### Extrait du texte

━━━━━━

Bérénice Nouvel peint des frites et des trompe-l’œil, « pimpe » des voitures avec des messages qui annoncent l’arrivée puis la fin de l’été et propose des expositions pour chiens. L’artiste cherche à faire surgir un grincement : l’humour et la surenchère de moyens doivent toujours laisser une place pour penser le degré de naïveté dans lequel on se laisse prendre, ou non.
Ses œuvres sont toujours saupoudrées d’une forme d’humour et d’amusement, l’artiste assumant sa « volonté de défendre une attitude positive en art ». Bérénice Nouvel (née en 1997, Saint-Priest-en-Jarez) utilise des « motifs génériques » qui reviennent d’œuvre en œuvre, des objets récurrents qui sont autant de référentiels à notre société occidentale actuelle et plus particulièrement au monde de la consommation. Frites, cœurs, téléviseurs, et packagings divers sont reproduits et assemblés par couches. Il s ‘agit pour l’artiste d’utiliser des images préexistantes pour « leur capacité à capter des émotions intimes ». Plus que l’image elle-même, c’est l’affect que celle-ci produit qui intéresse Bérénice Nouvel, pour qui « les objets de consommation sont envisagés pour leur valeur anthropologique d’attachement ». L’enjeu étant ce que les motifs produisent, comment ils séduisent, l’attraction visuelle doit d’autant plus être forte. Le format, l’échelle, les couleurs utilisées doivent ainsi attraper et accrocher le regard puis « créer un impact », selon elle. Du slogan à la poésie, du crush à la relation amoureuse, les œuvres rejouent ou approfondissent ce qui est en train de se produire au-delà de la rétine du spectateur.

━━━━━━

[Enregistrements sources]
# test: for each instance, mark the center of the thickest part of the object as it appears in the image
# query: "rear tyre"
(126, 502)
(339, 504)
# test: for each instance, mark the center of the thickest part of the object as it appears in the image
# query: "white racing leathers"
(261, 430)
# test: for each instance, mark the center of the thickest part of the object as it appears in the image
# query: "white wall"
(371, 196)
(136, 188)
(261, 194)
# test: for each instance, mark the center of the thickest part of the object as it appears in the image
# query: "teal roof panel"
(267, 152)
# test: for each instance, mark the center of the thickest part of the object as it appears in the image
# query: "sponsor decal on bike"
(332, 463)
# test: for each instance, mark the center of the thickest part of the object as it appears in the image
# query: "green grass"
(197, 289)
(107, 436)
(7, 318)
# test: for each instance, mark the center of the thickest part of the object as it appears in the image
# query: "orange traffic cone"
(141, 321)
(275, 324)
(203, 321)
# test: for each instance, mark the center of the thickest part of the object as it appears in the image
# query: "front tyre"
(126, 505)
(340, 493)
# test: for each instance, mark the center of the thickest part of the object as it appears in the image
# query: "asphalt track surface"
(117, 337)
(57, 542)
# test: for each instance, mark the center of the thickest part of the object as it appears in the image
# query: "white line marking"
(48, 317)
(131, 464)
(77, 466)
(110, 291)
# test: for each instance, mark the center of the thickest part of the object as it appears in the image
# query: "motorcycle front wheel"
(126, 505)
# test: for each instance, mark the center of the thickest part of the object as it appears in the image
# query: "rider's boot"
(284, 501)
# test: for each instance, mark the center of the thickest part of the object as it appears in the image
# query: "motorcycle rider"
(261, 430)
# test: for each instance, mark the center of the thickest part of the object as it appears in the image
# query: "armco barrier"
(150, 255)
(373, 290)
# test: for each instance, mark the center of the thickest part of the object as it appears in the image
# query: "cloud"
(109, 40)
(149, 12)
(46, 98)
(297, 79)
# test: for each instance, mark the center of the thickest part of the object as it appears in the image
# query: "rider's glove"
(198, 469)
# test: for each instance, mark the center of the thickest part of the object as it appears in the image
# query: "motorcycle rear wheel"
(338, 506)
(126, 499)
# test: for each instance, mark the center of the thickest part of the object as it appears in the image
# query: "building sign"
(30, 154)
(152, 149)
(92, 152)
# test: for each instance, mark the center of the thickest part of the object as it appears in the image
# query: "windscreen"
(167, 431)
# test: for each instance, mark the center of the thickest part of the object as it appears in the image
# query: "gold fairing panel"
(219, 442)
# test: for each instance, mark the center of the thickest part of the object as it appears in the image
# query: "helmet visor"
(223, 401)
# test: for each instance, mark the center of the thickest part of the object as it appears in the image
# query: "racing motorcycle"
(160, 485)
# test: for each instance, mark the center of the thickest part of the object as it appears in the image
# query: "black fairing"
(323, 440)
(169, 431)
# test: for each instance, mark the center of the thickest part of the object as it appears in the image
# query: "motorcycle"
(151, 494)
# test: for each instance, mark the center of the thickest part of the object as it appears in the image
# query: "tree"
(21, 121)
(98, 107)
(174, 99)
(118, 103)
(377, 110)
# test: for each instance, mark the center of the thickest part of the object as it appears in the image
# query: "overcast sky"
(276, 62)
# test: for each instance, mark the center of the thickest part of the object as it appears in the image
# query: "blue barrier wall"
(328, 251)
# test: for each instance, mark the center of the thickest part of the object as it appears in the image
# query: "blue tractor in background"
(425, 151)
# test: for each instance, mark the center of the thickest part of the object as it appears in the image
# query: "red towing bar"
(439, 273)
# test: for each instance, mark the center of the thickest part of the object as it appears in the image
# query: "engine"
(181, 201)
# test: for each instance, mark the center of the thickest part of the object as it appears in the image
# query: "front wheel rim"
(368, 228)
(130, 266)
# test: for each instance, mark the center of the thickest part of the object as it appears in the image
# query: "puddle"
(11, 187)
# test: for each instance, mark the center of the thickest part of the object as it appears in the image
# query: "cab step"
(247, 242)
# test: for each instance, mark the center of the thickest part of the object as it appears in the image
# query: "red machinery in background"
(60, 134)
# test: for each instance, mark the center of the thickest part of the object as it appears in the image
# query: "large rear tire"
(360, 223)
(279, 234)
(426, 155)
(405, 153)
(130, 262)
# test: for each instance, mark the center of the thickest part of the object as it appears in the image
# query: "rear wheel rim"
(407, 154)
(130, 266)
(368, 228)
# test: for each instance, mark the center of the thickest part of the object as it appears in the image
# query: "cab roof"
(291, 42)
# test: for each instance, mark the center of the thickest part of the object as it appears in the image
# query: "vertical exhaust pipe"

━━━━━━

### Consigne
Recopiez le texte sur Bérénice Nouvel en commençant à « Bérénice Nouvel peint » et en terminant à « prendre, ou non. », et remplacez « voitures » par « camionnettes ».

### Réponse ci-dessous
Bérénice Nouvel peint des frites et des trompe-l’œil, « pimpe » des camionnettes avec des messages qui annoncent l’arrivée puis la fin de l’été et propose des expositions pour chiens. L’artiste cherche à faire surgir un grincement : l’humour et la surenchère de moyens doivent toujours laisser une place pour penser le degré de naïveté dans lequel on se laisse prendre, ou non.